The input |

┄┄┄┄┄┄┄┄┄┄

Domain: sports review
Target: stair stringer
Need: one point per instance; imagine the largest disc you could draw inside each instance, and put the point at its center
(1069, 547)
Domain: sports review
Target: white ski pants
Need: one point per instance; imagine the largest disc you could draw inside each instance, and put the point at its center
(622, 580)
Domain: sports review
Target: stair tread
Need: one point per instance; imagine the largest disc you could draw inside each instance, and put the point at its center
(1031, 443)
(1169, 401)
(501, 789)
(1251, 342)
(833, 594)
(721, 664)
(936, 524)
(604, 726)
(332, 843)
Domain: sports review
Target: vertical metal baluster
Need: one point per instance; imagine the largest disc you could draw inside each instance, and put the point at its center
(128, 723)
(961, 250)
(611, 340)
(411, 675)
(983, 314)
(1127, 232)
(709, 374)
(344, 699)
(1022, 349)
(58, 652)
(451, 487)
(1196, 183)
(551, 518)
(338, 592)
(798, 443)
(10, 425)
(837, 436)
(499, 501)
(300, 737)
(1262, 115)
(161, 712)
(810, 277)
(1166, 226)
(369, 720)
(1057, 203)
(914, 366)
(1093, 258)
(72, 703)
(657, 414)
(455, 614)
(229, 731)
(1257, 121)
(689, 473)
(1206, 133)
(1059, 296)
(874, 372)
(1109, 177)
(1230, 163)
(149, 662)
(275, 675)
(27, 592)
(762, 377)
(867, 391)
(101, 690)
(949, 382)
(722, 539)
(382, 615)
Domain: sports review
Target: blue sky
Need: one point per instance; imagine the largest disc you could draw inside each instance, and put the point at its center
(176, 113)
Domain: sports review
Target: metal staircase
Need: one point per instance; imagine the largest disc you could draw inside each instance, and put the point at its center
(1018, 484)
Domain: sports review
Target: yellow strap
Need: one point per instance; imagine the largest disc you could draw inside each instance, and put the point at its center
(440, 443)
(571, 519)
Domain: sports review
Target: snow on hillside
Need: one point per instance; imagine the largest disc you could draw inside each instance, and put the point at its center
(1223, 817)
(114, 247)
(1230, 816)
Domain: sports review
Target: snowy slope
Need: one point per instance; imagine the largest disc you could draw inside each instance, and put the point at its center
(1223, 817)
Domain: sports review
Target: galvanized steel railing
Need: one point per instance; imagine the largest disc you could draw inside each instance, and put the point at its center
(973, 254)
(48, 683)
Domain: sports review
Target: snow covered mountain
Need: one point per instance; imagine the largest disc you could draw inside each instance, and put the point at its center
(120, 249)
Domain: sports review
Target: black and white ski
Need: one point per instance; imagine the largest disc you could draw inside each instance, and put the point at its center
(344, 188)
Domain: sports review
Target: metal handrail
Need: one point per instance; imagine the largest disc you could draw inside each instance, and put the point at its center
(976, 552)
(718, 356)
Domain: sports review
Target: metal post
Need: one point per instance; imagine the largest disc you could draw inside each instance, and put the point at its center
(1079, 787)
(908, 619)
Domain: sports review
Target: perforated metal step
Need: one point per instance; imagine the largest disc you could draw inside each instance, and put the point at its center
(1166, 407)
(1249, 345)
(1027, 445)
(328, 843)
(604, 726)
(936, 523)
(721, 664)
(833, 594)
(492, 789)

┄┄┄┄┄┄┄┄┄┄

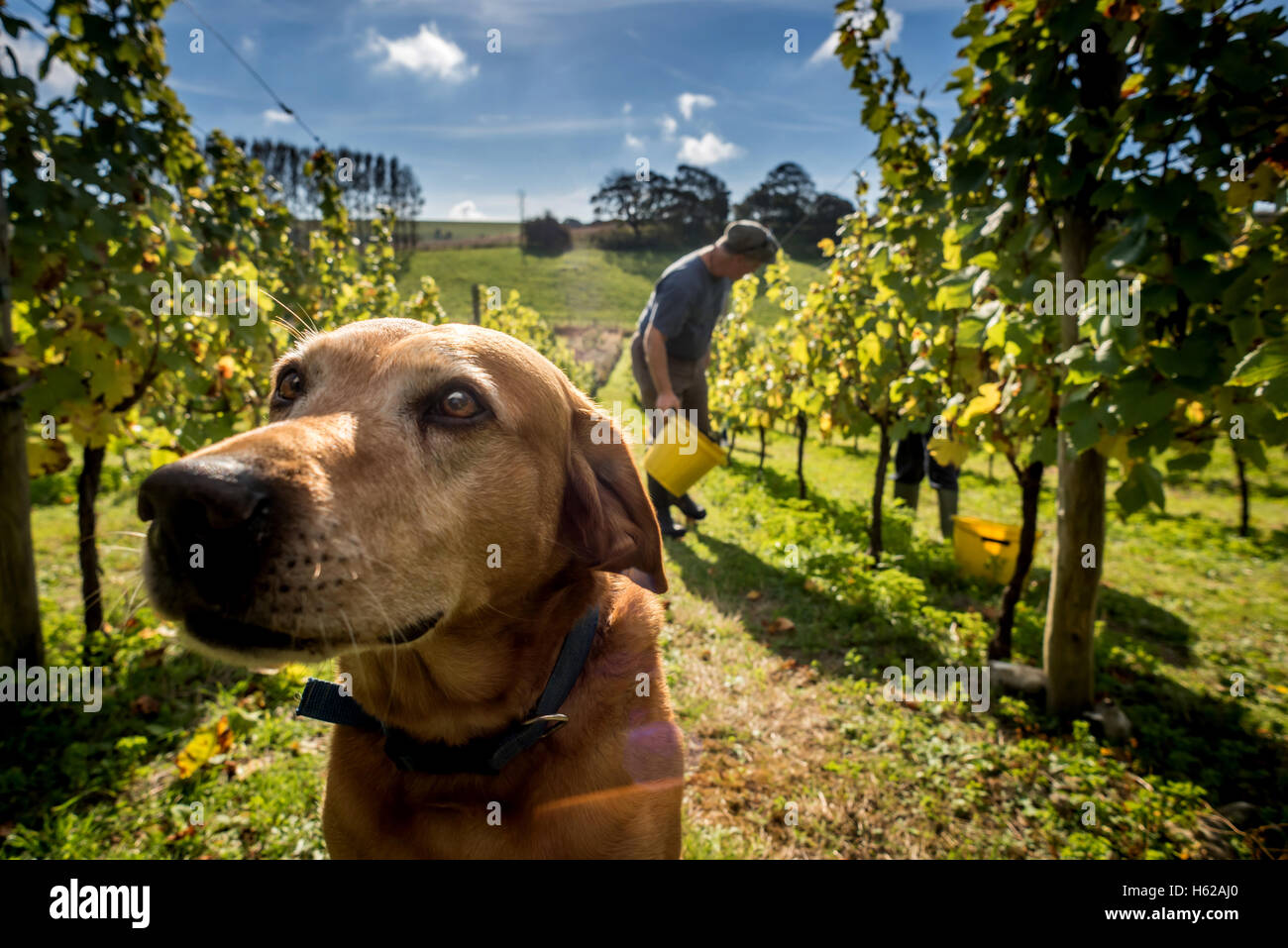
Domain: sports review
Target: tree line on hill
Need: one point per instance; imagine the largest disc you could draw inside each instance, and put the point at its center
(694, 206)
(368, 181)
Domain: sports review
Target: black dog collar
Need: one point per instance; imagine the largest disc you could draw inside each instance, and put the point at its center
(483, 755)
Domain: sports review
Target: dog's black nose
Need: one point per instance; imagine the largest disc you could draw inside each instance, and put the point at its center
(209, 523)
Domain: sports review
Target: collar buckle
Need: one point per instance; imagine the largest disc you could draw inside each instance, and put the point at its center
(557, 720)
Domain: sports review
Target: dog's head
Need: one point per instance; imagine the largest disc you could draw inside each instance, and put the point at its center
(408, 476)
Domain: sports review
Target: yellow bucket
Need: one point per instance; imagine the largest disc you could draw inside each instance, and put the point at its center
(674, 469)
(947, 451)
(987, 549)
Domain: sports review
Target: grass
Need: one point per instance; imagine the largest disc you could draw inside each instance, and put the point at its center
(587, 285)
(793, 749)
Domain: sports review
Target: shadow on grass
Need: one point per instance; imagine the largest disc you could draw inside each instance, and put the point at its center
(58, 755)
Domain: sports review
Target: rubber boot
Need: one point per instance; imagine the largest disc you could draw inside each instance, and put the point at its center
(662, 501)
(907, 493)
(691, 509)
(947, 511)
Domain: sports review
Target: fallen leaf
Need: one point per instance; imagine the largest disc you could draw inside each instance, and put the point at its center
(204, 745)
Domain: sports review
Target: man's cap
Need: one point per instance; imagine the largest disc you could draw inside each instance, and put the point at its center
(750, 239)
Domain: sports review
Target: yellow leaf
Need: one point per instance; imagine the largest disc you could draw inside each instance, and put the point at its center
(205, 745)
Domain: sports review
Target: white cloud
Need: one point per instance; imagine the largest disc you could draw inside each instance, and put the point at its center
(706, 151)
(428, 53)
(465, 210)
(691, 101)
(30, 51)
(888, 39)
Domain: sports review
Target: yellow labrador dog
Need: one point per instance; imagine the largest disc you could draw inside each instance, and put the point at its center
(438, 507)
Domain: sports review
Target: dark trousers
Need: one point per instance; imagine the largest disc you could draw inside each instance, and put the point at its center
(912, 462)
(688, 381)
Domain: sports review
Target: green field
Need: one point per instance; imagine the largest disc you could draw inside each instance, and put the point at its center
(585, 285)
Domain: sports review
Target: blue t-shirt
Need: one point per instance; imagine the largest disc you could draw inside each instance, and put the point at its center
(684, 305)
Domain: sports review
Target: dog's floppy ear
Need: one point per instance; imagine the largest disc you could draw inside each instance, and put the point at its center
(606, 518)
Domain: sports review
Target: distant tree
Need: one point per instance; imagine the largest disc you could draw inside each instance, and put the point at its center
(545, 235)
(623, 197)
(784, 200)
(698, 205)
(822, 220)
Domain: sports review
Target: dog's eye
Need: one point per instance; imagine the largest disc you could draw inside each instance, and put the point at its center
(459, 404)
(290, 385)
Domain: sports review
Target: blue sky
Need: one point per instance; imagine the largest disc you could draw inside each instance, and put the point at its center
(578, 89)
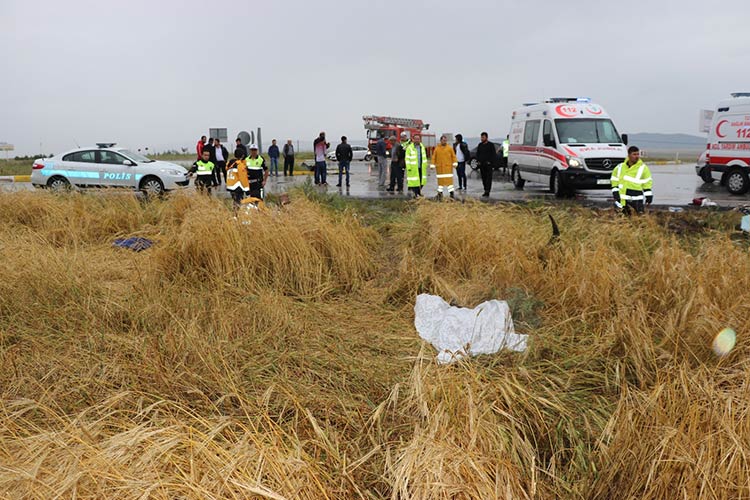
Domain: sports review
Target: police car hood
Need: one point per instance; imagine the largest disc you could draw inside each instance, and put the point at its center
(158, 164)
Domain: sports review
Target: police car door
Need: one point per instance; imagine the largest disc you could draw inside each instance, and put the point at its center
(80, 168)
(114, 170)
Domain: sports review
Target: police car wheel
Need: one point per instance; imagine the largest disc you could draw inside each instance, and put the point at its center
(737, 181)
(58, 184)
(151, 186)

┄┄┄┄┄┄┄┄┄┄

Assignment | Please count the lines in the material above that hold "white", and state only the number.

Expected answer | 3